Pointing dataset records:
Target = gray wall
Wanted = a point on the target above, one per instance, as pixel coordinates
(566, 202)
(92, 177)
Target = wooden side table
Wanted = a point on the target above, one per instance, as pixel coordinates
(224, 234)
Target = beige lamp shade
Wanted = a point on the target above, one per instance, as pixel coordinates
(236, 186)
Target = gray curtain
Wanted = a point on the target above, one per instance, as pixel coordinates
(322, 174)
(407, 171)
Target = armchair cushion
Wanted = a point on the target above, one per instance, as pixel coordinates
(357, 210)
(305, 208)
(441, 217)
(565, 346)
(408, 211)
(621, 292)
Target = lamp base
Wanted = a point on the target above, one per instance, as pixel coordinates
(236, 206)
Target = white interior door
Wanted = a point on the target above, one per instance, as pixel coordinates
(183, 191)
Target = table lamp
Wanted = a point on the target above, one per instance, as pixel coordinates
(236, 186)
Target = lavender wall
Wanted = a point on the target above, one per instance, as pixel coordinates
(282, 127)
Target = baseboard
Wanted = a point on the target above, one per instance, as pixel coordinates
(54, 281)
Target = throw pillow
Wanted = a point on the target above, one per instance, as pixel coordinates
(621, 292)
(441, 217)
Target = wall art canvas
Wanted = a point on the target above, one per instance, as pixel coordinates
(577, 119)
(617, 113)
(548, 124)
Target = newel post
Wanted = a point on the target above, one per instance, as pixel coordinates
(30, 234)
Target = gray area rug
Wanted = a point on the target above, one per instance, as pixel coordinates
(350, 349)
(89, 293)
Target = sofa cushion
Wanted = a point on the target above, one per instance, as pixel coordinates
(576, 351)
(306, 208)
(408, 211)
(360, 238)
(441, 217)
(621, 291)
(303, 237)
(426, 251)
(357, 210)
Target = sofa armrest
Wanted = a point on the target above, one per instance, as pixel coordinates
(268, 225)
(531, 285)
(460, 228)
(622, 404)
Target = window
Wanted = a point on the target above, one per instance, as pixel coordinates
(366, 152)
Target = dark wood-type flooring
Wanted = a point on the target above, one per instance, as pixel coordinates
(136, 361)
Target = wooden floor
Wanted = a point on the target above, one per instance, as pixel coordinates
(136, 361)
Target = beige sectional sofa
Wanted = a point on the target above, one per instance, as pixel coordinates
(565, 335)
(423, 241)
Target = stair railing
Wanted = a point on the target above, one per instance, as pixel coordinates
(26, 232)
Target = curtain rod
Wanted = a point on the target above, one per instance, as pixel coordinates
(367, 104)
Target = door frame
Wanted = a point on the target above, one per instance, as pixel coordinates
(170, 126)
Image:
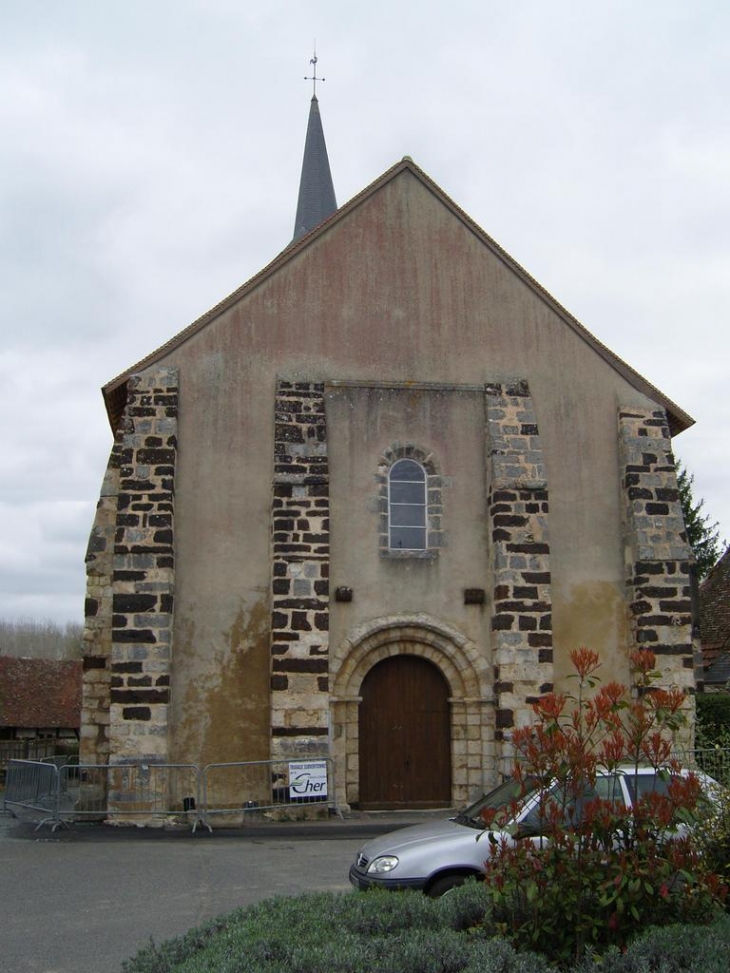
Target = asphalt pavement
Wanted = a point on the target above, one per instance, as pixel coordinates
(84, 898)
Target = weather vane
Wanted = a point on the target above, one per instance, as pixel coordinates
(314, 79)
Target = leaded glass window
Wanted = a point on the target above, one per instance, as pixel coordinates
(407, 506)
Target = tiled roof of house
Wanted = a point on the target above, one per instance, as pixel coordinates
(715, 617)
(40, 693)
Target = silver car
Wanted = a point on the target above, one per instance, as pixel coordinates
(436, 857)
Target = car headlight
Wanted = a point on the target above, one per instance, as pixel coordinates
(386, 863)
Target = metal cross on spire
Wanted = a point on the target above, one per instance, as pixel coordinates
(314, 79)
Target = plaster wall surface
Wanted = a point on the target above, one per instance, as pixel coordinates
(401, 291)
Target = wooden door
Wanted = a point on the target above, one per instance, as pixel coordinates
(405, 735)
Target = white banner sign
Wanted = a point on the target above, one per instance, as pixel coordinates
(308, 778)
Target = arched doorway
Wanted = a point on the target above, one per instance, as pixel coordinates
(405, 735)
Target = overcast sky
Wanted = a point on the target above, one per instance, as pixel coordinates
(150, 153)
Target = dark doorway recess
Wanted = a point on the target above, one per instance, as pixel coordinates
(405, 735)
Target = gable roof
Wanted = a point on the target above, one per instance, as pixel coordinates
(40, 693)
(114, 392)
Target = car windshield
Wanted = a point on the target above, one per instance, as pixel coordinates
(497, 807)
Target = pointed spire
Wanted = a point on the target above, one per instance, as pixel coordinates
(316, 190)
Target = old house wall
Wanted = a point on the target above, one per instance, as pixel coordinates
(404, 318)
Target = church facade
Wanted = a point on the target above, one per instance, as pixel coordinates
(366, 506)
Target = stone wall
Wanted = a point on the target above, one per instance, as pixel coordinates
(97, 638)
(131, 571)
(522, 638)
(657, 555)
(300, 573)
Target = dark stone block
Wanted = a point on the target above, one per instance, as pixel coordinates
(300, 622)
(94, 662)
(504, 719)
(657, 509)
(649, 567)
(129, 576)
(536, 577)
(142, 636)
(529, 593)
(134, 604)
(641, 607)
(133, 696)
(505, 520)
(534, 548)
(159, 520)
(640, 493)
(313, 665)
(127, 520)
(649, 591)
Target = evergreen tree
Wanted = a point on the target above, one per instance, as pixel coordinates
(703, 535)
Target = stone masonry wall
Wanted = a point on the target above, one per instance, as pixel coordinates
(131, 573)
(658, 557)
(97, 638)
(522, 635)
(300, 569)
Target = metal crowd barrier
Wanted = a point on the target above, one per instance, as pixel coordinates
(125, 793)
(714, 761)
(32, 791)
(237, 791)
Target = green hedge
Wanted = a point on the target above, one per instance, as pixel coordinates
(403, 933)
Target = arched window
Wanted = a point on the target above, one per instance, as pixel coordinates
(407, 506)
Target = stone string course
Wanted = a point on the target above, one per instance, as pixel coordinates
(522, 637)
(131, 573)
(658, 557)
(300, 573)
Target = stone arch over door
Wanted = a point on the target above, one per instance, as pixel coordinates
(466, 673)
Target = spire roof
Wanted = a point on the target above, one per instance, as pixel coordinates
(316, 192)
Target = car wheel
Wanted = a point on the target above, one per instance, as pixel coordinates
(444, 884)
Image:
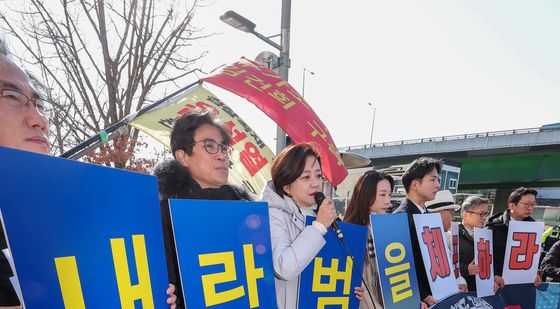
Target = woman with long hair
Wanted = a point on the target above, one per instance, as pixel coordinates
(372, 195)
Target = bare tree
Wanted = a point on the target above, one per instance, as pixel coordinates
(103, 59)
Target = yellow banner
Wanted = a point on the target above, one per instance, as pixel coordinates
(251, 158)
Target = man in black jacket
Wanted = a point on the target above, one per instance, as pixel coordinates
(521, 203)
(200, 144)
(421, 182)
(24, 126)
(474, 212)
(550, 266)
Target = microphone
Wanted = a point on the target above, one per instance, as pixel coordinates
(319, 198)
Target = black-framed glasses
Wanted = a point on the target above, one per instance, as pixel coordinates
(212, 147)
(18, 101)
(528, 204)
(481, 214)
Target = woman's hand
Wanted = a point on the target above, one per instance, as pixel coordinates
(473, 269)
(172, 299)
(359, 292)
(498, 283)
(326, 213)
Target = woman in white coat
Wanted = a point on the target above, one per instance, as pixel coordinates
(296, 177)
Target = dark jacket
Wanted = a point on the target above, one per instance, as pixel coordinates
(175, 182)
(8, 296)
(466, 256)
(408, 207)
(499, 224)
(551, 263)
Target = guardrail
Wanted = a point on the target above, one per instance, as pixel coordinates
(449, 138)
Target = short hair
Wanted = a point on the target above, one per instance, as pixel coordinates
(4, 50)
(40, 87)
(365, 192)
(518, 193)
(420, 168)
(472, 202)
(182, 135)
(289, 165)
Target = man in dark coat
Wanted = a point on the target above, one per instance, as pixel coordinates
(200, 144)
(521, 203)
(24, 126)
(550, 266)
(474, 212)
(421, 182)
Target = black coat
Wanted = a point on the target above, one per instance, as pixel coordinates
(499, 224)
(175, 182)
(408, 207)
(551, 263)
(466, 256)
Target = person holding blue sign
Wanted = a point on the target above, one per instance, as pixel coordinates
(371, 195)
(24, 125)
(200, 144)
(296, 177)
(421, 183)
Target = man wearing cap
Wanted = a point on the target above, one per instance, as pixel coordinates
(444, 204)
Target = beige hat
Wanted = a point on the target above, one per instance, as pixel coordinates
(444, 200)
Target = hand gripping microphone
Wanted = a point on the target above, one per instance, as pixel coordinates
(319, 198)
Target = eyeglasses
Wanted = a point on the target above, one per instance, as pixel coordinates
(528, 204)
(481, 214)
(18, 101)
(212, 147)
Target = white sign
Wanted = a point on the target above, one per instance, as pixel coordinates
(522, 251)
(484, 259)
(435, 254)
(455, 248)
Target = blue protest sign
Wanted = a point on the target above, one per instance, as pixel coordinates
(331, 277)
(470, 300)
(224, 253)
(395, 261)
(82, 235)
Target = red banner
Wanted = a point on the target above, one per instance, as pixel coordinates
(283, 104)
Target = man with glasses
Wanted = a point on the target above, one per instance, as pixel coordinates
(23, 125)
(474, 212)
(521, 203)
(200, 145)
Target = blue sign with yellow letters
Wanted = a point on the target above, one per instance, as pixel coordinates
(330, 279)
(82, 235)
(228, 263)
(395, 261)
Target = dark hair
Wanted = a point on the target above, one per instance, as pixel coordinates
(420, 168)
(472, 202)
(516, 195)
(182, 135)
(365, 192)
(289, 165)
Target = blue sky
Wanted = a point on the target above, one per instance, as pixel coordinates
(430, 68)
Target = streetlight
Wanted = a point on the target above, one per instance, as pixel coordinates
(239, 22)
(303, 86)
(372, 123)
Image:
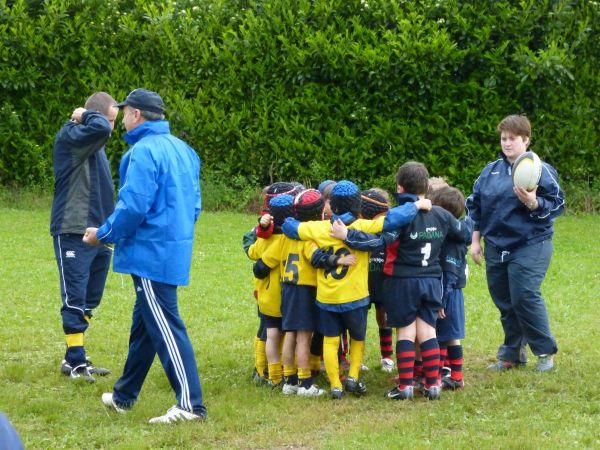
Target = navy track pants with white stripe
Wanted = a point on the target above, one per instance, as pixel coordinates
(157, 329)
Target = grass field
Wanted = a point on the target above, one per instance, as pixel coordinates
(520, 409)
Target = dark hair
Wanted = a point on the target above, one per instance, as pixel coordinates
(516, 124)
(449, 198)
(413, 177)
(374, 201)
(101, 102)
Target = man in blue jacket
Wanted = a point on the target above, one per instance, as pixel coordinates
(83, 197)
(153, 232)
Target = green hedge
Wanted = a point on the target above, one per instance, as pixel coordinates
(311, 89)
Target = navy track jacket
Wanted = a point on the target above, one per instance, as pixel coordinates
(83, 186)
(499, 215)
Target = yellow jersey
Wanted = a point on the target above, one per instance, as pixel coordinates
(268, 289)
(293, 258)
(344, 284)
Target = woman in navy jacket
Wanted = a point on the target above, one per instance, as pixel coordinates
(517, 228)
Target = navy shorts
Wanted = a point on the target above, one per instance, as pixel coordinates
(334, 323)
(453, 325)
(298, 308)
(272, 322)
(405, 299)
(261, 333)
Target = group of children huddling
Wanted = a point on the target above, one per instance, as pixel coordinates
(323, 256)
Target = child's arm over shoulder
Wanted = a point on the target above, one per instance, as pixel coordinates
(323, 259)
(248, 239)
(260, 269)
(404, 214)
(458, 230)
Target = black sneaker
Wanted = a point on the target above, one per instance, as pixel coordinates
(65, 368)
(82, 372)
(354, 386)
(337, 393)
(100, 371)
(407, 393)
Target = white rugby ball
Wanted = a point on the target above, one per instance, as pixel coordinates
(527, 171)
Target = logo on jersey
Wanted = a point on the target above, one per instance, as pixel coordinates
(428, 234)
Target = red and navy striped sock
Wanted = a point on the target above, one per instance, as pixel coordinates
(385, 342)
(418, 370)
(430, 353)
(405, 357)
(455, 359)
(443, 357)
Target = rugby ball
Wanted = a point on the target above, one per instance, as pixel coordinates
(527, 171)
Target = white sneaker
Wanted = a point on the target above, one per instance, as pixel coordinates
(387, 365)
(176, 414)
(108, 401)
(290, 389)
(312, 391)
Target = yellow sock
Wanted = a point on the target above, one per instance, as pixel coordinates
(304, 373)
(288, 371)
(357, 352)
(315, 362)
(275, 373)
(332, 367)
(260, 356)
(74, 340)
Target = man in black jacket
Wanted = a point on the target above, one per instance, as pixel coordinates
(83, 197)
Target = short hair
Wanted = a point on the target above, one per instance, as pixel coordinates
(327, 190)
(150, 115)
(449, 198)
(101, 102)
(413, 177)
(516, 124)
(374, 201)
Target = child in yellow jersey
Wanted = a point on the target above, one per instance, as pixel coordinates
(299, 311)
(269, 288)
(264, 230)
(342, 293)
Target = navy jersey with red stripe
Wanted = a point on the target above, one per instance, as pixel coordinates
(416, 251)
(453, 256)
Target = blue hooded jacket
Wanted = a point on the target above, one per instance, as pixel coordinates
(499, 215)
(158, 203)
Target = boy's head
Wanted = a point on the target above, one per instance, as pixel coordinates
(278, 188)
(345, 197)
(516, 124)
(308, 205)
(449, 198)
(281, 207)
(374, 201)
(413, 178)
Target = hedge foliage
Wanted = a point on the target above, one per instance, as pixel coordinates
(311, 89)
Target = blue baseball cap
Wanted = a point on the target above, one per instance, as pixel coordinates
(145, 100)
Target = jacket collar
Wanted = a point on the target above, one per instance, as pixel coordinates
(149, 127)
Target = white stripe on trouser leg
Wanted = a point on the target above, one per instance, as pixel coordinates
(169, 340)
(62, 276)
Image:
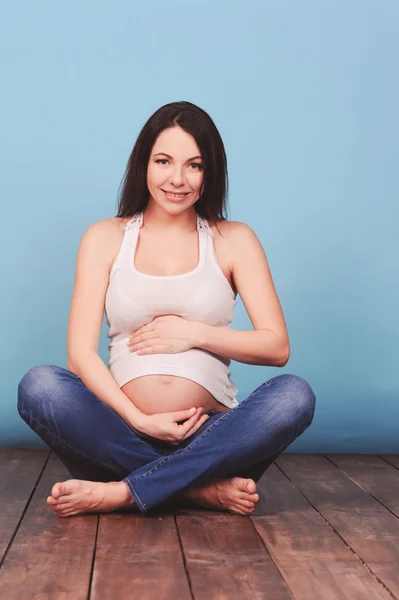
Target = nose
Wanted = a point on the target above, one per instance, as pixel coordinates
(177, 178)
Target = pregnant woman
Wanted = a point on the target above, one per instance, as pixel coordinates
(162, 423)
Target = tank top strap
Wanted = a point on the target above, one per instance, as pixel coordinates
(203, 225)
(135, 221)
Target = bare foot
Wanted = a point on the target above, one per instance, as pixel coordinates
(235, 495)
(76, 497)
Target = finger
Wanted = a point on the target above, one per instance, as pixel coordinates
(183, 428)
(196, 426)
(182, 415)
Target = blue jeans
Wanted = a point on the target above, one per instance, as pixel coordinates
(95, 443)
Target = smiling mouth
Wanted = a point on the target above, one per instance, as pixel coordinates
(178, 196)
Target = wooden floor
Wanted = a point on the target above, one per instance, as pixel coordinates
(326, 527)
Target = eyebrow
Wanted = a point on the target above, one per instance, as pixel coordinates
(168, 155)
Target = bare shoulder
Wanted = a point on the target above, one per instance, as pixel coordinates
(107, 234)
(231, 236)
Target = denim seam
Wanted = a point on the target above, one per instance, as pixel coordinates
(183, 451)
(135, 495)
(112, 468)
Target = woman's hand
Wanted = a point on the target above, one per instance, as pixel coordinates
(166, 334)
(166, 427)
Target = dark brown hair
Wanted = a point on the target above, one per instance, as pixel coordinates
(195, 121)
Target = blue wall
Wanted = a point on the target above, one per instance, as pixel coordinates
(305, 95)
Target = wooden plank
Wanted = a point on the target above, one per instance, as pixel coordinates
(364, 524)
(225, 558)
(392, 459)
(139, 556)
(20, 470)
(377, 477)
(50, 557)
(312, 558)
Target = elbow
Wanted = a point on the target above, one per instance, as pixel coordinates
(283, 356)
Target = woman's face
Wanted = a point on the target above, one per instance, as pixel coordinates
(175, 165)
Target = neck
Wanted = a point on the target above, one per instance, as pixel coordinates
(157, 220)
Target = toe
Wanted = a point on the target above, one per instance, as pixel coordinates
(57, 490)
(246, 504)
(250, 486)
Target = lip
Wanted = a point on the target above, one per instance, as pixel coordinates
(170, 192)
(176, 199)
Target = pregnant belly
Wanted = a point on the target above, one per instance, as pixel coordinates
(166, 393)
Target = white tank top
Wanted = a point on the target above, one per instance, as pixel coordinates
(133, 299)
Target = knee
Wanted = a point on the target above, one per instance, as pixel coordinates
(35, 386)
(302, 398)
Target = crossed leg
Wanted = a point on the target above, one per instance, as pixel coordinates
(63, 418)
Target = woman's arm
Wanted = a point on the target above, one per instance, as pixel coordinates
(86, 315)
(268, 344)
(260, 347)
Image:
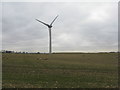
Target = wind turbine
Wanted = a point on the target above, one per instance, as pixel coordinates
(49, 28)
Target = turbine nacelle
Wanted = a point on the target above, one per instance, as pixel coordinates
(49, 25)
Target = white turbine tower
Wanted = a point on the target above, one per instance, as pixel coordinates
(49, 27)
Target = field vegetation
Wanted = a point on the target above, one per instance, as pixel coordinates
(77, 70)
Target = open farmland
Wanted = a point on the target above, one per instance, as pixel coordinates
(84, 70)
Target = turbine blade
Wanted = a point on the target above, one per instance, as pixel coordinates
(42, 22)
(53, 20)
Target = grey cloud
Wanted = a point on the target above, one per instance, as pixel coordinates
(79, 27)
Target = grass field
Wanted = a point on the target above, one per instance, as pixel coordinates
(89, 70)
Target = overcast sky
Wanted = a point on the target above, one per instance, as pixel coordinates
(83, 27)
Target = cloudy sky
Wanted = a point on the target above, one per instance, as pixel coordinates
(83, 27)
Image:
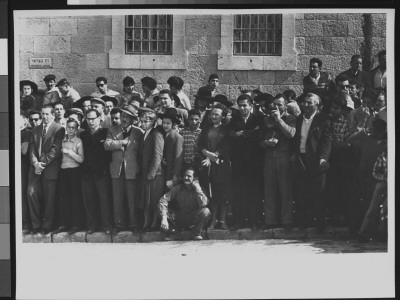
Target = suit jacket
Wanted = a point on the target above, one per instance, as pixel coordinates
(48, 151)
(319, 140)
(173, 154)
(124, 155)
(151, 153)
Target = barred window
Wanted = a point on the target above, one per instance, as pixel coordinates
(257, 35)
(148, 34)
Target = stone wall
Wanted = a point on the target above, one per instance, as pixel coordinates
(79, 47)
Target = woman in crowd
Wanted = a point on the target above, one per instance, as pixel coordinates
(172, 148)
(70, 206)
(215, 146)
(152, 170)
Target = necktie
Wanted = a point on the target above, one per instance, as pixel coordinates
(44, 132)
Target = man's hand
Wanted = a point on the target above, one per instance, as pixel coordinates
(164, 223)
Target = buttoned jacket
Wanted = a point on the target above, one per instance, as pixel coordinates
(127, 155)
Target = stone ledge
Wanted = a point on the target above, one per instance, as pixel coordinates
(330, 232)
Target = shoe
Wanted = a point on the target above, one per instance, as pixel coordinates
(73, 230)
(223, 226)
(198, 237)
(60, 229)
(35, 231)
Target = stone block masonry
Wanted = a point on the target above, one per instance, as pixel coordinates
(80, 45)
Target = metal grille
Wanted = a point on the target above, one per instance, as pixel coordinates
(257, 35)
(150, 34)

■ REQUIRED WORK ■
Only the lines from the one that contains "Target = woman in crowd" to the end of the entries above should be given again, exactly and in full.

■ TASK RESULT ■
Target = woman in crowd
Wanted = a point on the target above, one per instance, as pixel coordinates
(172, 148)
(70, 206)
(215, 146)
(152, 170)
Target = necktie
Wanted = a point on the target above, one per instance, as pixel coordinates
(44, 132)
Target = man's hand
Wanted = a point on the target above, one per instance, as pixel coordinates
(164, 223)
Target = buttoned jacket
Wanted = a point on the target above, one per instance, as pixel coordinates
(127, 155)
Target = stone ledge
Wanted = a point on the target above, one per instance, as pixel coordinates
(330, 232)
Target = shoe
Wanted = a point on the target above, one per instance, as pixel coordinates
(73, 230)
(223, 226)
(198, 237)
(60, 229)
(35, 231)
Target = stone block masonry
Wanted = a point on the target above, one per instance, as pixel coordinates
(80, 45)
Target = metal grille
Wanted = a point on the target above, one per instance, as pixel coordinates
(257, 35)
(150, 34)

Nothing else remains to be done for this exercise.